Input records:
•••

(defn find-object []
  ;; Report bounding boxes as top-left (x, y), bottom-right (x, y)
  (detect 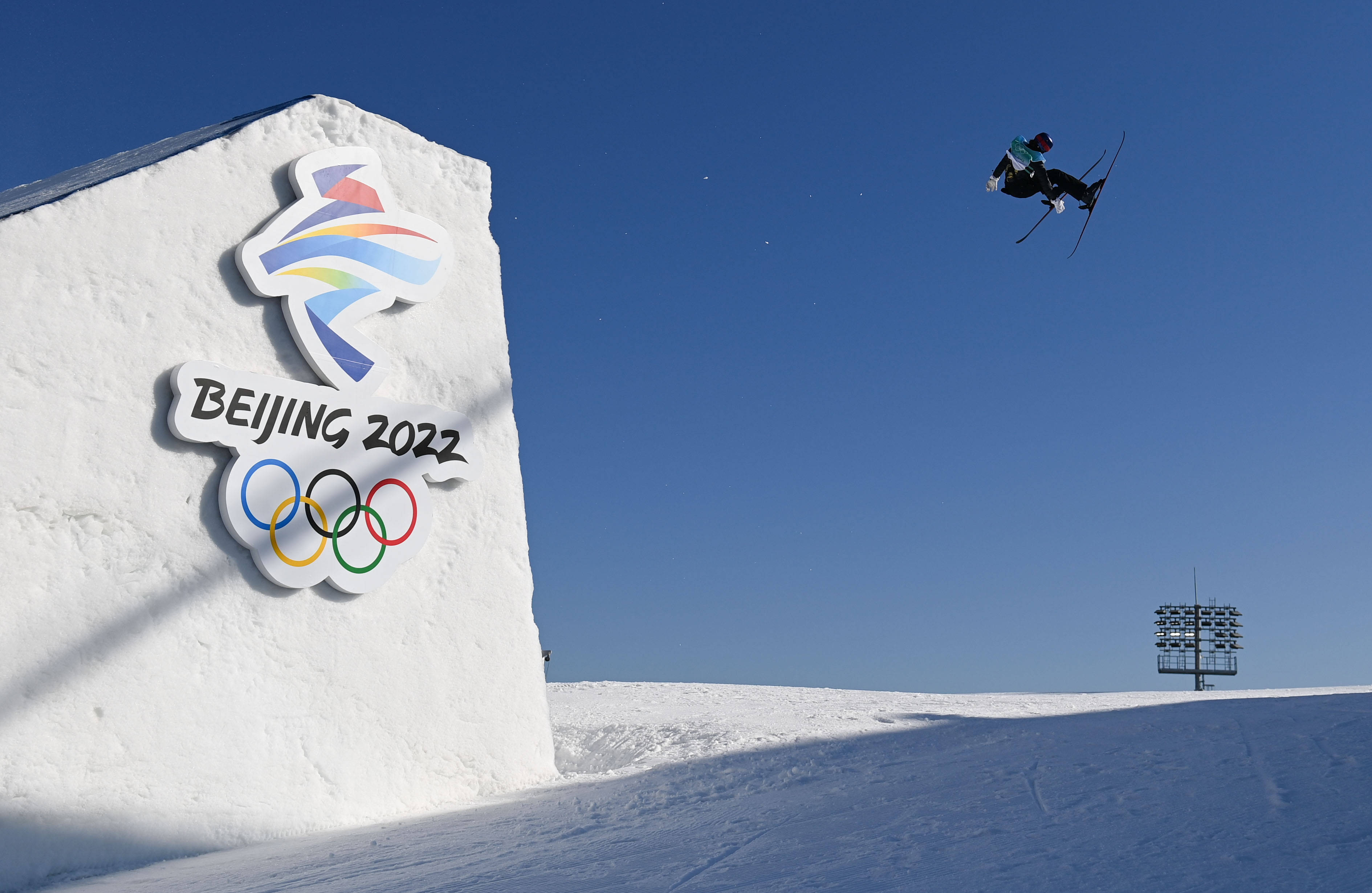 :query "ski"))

top-left (1067, 130), bottom-right (1128, 259)
top-left (1015, 143), bottom-right (1122, 245)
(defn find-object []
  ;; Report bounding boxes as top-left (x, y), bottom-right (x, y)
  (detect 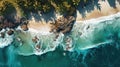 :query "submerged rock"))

top-left (52, 16), bottom-right (75, 34)
top-left (21, 24), bottom-right (28, 31)
top-left (7, 30), bottom-right (14, 35)
top-left (32, 36), bottom-right (39, 43)
top-left (0, 32), bottom-right (5, 38)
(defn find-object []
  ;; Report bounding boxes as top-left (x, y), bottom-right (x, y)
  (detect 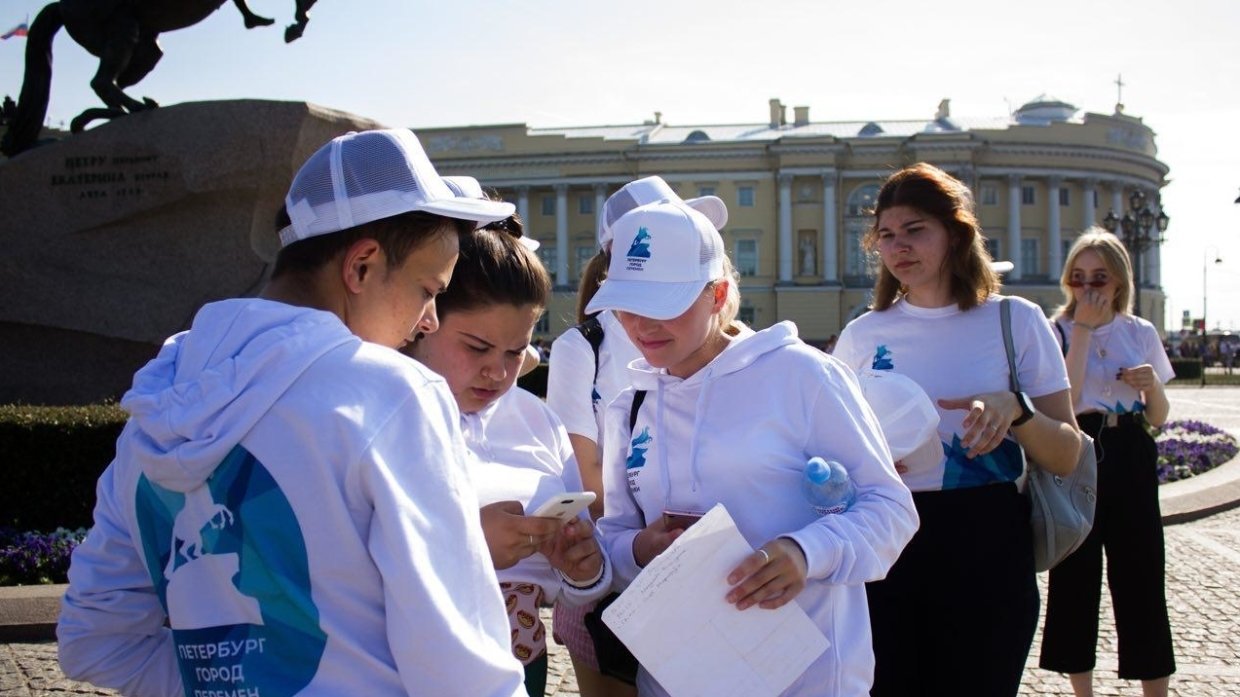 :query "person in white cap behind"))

top-left (547, 176), bottom-right (728, 697)
top-left (589, 201), bottom-right (918, 697)
top-left (57, 130), bottom-right (526, 697)
top-left (402, 177), bottom-right (611, 696)
top-left (835, 162), bottom-right (1080, 697)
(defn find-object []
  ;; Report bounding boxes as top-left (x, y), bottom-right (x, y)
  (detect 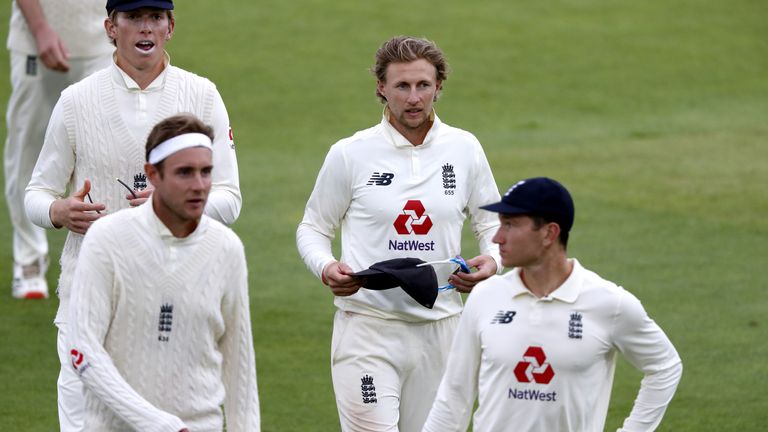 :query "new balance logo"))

top-left (568, 312), bottom-right (584, 339)
top-left (392, 200), bottom-right (432, 235)
top-left (368, 172), bottom-right (395, 186)
top-left (491, 311), bottom-right (517, 324)
top-left (515, 347), bottom-right (555, 384)
top-left (360, 374), bottom-right (378, 404)
top-left (133, 173), bottom-right (147, 190)
top-left (69, 349), bottom-right (91, 376)
top-left (443, 164), bottom-right (456, 195)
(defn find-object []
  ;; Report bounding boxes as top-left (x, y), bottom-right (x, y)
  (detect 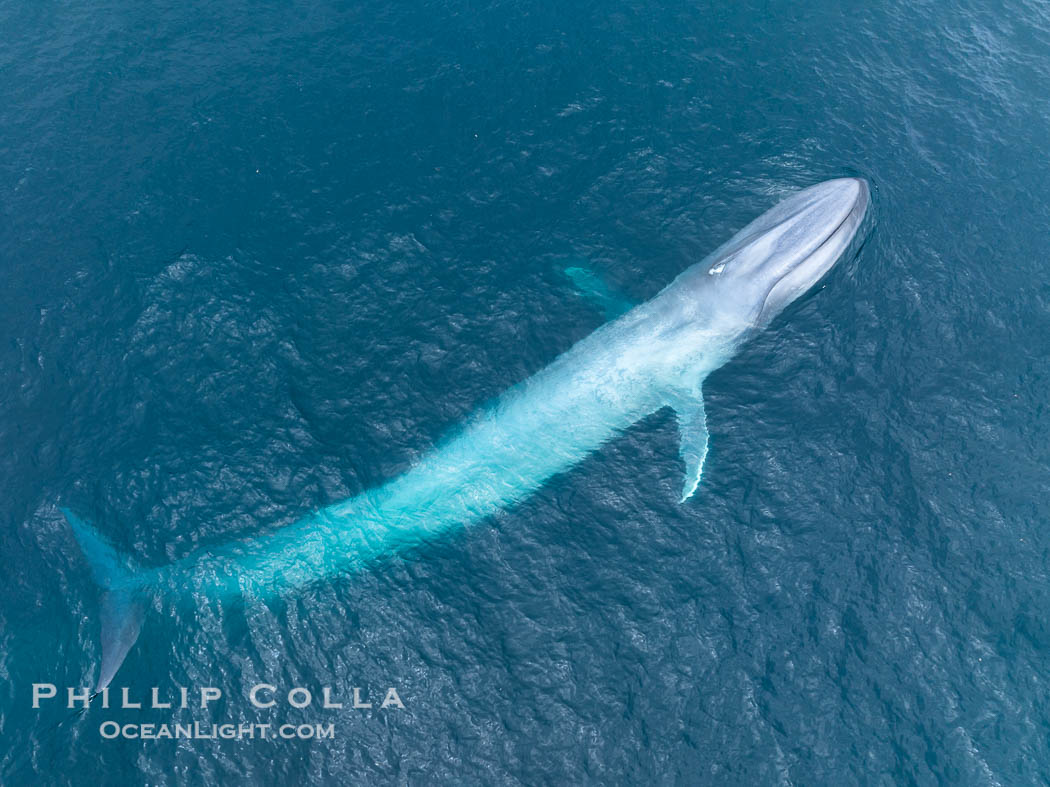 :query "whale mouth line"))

top-left (758, 183), bottom-right (868, 320)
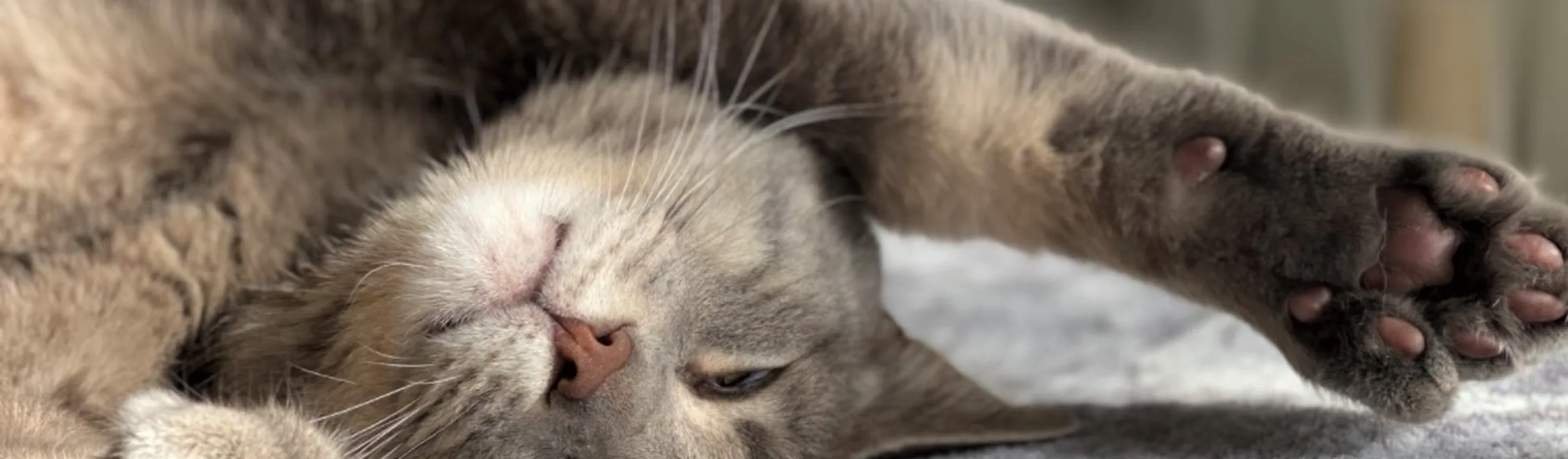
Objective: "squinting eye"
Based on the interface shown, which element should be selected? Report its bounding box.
[698,368,782,398]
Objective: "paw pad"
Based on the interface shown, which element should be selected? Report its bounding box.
[1174,137,1228,185]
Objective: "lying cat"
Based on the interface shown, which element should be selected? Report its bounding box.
[0,0,1568,457]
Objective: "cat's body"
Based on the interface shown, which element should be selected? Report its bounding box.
[9,0,1568,457]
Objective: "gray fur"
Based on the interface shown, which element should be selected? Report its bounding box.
[0,0,1568,457]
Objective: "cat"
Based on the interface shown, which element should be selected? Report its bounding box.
[0,0,1568,457]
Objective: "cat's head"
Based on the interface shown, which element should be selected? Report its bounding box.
[224,77,1076,459]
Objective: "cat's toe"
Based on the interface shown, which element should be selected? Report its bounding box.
[1284,154,1568,421]
[1427,205,1568,379]
[1292,290,1458,421]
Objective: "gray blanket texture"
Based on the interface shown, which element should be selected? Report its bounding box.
[881,234,1568,459]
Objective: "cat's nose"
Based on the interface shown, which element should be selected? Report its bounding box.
[555,318,632,399]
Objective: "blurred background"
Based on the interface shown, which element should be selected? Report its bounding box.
[1015,0,1568,197]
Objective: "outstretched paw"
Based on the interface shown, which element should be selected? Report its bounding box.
[1254,152,1568,421]
[119,390,342,459]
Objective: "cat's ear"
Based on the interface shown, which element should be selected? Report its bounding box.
[840,320,1079,457]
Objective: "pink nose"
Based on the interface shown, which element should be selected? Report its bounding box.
[555,318,632,399]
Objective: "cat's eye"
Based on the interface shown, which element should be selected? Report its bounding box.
[696,368,784,398]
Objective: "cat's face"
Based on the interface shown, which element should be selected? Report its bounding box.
[273,77,1071,459]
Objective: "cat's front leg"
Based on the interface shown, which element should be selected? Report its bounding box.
[116,390,345,459]
[781,2,1568,421]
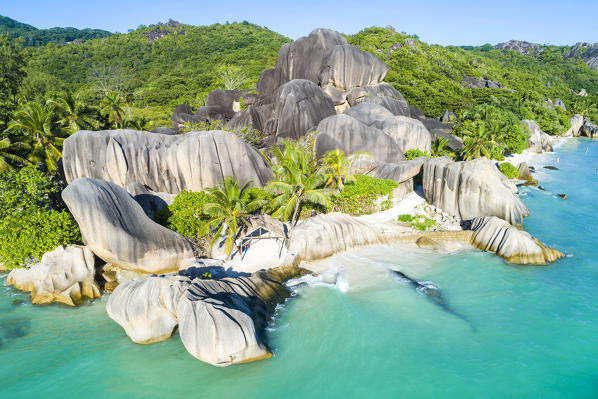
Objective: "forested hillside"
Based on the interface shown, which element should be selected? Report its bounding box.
[0,15,112,47]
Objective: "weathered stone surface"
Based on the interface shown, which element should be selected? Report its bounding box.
[106,264,306,366]
[287,212,381,260]
[62,178,194,273]
[382,116,432,153]
[63,130,271,194]
[344,102,394,129]
[522,119,552,153]
[423,157,529,226]
[266,79,336,140]
[276,29,347,84]
[106,275,190,344]
[565,114,583,137]
[6,245,102,306]
[318,44,388,91]
[315,114,405,163]
[352,157,424,183]
[471,217,565,265]
[579,118,598,138]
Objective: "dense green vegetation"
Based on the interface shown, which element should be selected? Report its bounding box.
[0,15,112,47]
[0,167,81,269]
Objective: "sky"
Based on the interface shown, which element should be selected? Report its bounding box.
[0,0,598,45]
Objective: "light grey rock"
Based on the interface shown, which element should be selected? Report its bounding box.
[344,102,394,129]
[471,216,565,265]
[318,44,388,91]
[276,29,347,84]
[106,275,190,344]
[315,114,405,163]
[423,157,529,226]
[63,130,272,194]
[382,116,432,154]
[287,212,381,260]
[62,178,194,273]
[6,245,102,306]
[522,119,552,153]
[579,118,598,138]
[266,79,336,140]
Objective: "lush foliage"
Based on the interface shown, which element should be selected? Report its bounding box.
[498,162,519,179]
[329,175,399,216]
[0,167,81,269]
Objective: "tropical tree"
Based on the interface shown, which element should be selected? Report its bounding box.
[266,141,334,224]
[46,91,98,133]
[322,149,367,190]
[203,177,265,257]
[0,137,31,172]
[100,91,125,128]
[7,102,64,174]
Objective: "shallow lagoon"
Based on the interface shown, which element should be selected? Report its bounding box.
[0,139,598,399]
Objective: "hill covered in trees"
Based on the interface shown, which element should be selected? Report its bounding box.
[0,15,112,47]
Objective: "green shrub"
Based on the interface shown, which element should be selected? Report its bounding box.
[498,162,519,179]
[0,167,81,269]
[154,191,211,242]
[331,175,399,215]
[405,148,430,161]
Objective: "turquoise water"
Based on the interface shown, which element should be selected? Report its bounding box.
[0,139,598,398]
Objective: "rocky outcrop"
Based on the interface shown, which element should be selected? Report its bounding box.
[266,79,336,140]
[318,44,388,91]
[382,116,432,153]
[287,212,381,260]
[522,119,552,153]
[565,114,583,137]
[423,157,529,226]
[6,245,102,306]
[471,217,565,265]
[62,178,194,273]
[315,114,405,163]
[461,76,505,89]
[579,118,598,138]
[63,130,272,194]
[106,265,305,366]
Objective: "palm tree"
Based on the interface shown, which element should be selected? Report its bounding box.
[0,137,31,172]
[46,91,98,133]
[266,141,333,225]
[100,91,125,129]
[322,149,365,190]
[7,102,64,174]
[203,177,265,257]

•••

Task:
Count the lines of the listing that contain the word "nose". Give only the number.

Answer:
2